Convert the records, from the line containing "Please place a point on the large" through the end of the records, inclusive, into a Markdown table with the columns "No." and "Line," one row per line and blank lines omitted.

Object location annotation records
+---+

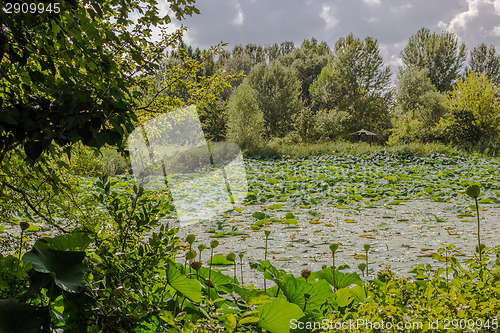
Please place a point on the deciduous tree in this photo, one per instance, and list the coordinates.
(441, 54)
(485, 60)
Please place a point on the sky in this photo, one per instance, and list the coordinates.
(391, 22)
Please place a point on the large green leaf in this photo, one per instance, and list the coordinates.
(295, 290)
(65, 267)
(188, 287)
(220, 259)
(77, 241)
(341, 280)
(16, 316)
(276, 316)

+---+

• **Solution to the problem**
| No. | Line |
|---|---|
| 1 | Please place a point on the large green leaf in this photo, one per instance, and list the coordinates. |
| 2 | (295, 290) |
| 3 | (65, 267) |
| 4 | (188, 287) |
| 5 | (220, 259) |
| 6 | (77, 241) |
| 7 | (341, 280) |
| 8 | (16, 316) |
| 9 | (276, 316) |